■ **Input data**
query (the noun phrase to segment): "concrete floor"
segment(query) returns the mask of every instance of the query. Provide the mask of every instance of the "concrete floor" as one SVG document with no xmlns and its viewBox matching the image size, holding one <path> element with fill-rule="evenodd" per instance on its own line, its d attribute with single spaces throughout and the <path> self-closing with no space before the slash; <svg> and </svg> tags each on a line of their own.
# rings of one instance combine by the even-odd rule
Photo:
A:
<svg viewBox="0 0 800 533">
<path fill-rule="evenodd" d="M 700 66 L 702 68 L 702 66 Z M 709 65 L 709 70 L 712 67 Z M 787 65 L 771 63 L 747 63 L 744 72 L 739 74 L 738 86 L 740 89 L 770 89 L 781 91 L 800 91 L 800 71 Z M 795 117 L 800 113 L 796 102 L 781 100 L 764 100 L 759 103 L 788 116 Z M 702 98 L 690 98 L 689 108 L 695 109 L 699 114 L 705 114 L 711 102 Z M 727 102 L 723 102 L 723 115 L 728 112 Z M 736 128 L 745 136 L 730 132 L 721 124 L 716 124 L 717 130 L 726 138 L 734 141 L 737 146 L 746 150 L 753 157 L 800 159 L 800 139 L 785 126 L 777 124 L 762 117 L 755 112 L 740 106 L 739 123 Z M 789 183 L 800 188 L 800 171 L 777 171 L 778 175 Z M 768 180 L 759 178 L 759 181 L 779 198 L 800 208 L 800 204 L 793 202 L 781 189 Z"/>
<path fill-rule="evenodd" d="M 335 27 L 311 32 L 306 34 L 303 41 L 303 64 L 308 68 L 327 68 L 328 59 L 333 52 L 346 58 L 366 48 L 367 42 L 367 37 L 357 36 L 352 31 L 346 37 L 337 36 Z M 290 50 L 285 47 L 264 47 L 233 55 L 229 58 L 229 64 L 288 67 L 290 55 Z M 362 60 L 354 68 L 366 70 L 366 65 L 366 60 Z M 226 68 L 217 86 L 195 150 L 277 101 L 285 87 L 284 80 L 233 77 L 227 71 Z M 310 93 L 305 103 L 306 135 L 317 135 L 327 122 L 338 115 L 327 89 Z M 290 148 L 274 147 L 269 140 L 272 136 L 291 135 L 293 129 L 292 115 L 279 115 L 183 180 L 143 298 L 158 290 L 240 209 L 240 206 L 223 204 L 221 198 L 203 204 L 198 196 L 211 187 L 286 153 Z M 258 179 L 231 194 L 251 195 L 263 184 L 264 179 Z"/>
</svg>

■ **To do**
Repeat the data in its entirety, exactly as written.

■ **Answer**
query (the noun phrase to segment): "concrete floor"
segment(query) returns the mask of every instance of the query. Provide the mask of every instance of the "concrete floor" as one SVG document with no xmlns and its viewBox matching the image size, holding one <path> element with fill-rule="evenodd" per instance on its own line, its d attribute with single spaces throughout and the <path> self-closing with no space before the slash; <svg> and </svg> tags each on a line of their own.
# rings of one instance combine by the even-odd rule
Photo:
A:
<svg viewBox="0 0 800 533">
<path fill-rule="evenodd" d="M 700 66 L 702 68 L 702 66 Z M 709 65 L 709 70 L 712 67 Z M 787 65 L 771 63 L 747 63 L 744 72 L 739 74 L 738 86 L 740 89 L 770 89 L 781 91 L 800 91 L 800 71 Z M 795 117 L 800 113 L 796 102 L 781 100 L 764 100 L 759 103 L 788 116 Z M 702 98 L 690 98 L 689 108 L 695 109 L 699 114 L 705 114 L 711 102 Z M 727 102 L 723 102 L 723 115 L 728 112 Z M 736 128 L 745 136 L 730 132 L 721 124 L 716 124 L 717 130 L 726 138 L 734 141 L 737 146 L 746 150 L 753 157 L 800 159 L 800 139 L 785 126 L 777 124 L 762 117 L 755 112 L 740 106 L 739 123 Z M 789 183 L 800 188 L 800 171 L 777 171 L 778 175 Z M 768 180 L 759 178 L 759 181 L 779 198 L 800 208 L 800 204 L 793 202 L 781 189 Z"/>
<path fill-rule="evenodd" d="M 335 27 L 311 32 L 306 34 L 303 41 L 303 64 L 308 68 L 327 68 L 328 59 L 333 52 L 346 58 L 366 48 L 367 42 L 367 37 L 357 36 L 352 31 L 346 37 L 337 36 Z M 290 50 L 285 47 L 264 47 L 233 55 L 229 58 L 229 64 L 288 67 L 290 55 Z M 362 60 L 354 68 L 366 70 L 366 65 L 366 60 Z M 226 68 L 217 86 L 195 150 L 277 101 L 285 87 L 284 80 L 233 77 L 227 71 Z M 310 93 L 305 103 L 306 135 L 317 135 L 327 122 L 338 115 L 327 89 Z M 290 148 L 274 147 L 269 140 L 272 136 L 291 135 L 293 129 L 292 115 L 279 115 L 183 180 L 143 298 L 158 290 L 240 209 L 240 206 L 223 204 L 221 198 L 203 204 L 198 196 L 211 187 L 286 153 Z M 258 179 L 231 194 L 251 195 L 263 184 L 264 179 Z"/>
</svg>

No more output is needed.